▶ Dataset rows
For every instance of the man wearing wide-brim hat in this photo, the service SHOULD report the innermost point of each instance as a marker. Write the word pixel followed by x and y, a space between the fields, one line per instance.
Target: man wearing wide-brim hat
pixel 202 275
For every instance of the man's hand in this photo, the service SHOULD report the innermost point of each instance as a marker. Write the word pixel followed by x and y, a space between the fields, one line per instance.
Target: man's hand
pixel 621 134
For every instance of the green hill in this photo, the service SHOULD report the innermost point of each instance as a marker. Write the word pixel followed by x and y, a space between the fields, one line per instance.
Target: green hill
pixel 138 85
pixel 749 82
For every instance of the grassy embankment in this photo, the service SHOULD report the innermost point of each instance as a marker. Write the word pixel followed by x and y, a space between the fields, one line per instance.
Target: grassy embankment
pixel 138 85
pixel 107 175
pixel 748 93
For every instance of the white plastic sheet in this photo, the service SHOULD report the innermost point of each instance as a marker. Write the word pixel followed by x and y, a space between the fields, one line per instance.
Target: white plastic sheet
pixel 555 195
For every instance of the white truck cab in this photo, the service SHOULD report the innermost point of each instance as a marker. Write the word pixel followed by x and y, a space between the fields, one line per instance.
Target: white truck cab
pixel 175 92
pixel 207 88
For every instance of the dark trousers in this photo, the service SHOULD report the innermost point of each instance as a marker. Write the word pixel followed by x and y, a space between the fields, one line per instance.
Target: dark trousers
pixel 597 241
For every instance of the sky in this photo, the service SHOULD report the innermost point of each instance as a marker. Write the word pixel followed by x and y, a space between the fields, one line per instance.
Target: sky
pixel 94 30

▶ Requirements
Retype all of the items above line for line, with no changes to wording, spacing, or punctuation.

▶ Expected answer
For every instance of the man wearing wide-brim hat in this photo, the service SHOULD report the innermost point of each instance as a marker. Write the word pixel followed by x and y, a space between the fields, one line per instance.
Target: man wearing wide-brim hat
pixel 202 275
For every instance of the man's hand in this photo, the service SHOULD report the innermost point of each instance as a marker. Write the word pixel followed by x and y, a space between the fields, one line per instance.
Target: man's hand
pixel 621 134
For every instance of the green hill in this photo, the service SHOULD report the innermost point of each instance as a marker. Write the word pixel followed by x and y, a space between the fields, one line per instance.
Target: green hill
pixel 138 85
pixel 749 82
For every instance of the grassy embankment in this photo, the service SHOULD report the innermost point of each instance as a marker. Write the word pixel followed by x and y, a space between the fields, one line per instance.
Target: grassy embankment
pixel 138 85
pixel 107 175
pixel 748 93
For every instance of the white plastic sheet in this photo, the service SHOULD report the innermost point of each instance as a marker. Write the word pixel followed by x and y, a space between the fields, one line per instance.
Target: white plastic sheet
pixel 555 195
For every instance of the white truck cab in this photo, the service SHOULD report the innermost point of each instance as a marker. Write the word pixel followed by x and y, a space between the fields, one line per instance.
Target: white truck cab
pixel 175 92
pixel 207 88
For every instance of the dark trousers in this photo, the service SHOULD report the innermost point of each instance as a marker. Write the word pixel followed by x and y, a space between the fields, one line per instance.
Target: dark trousers
pixel 597 241
For every instance of the sky in this photo, the service SHOULD report the innermost point of each instance as a marker. Write the word pixel followed by x and y, a space between the fields, one line per instance.
Target: sky
pixel 94 30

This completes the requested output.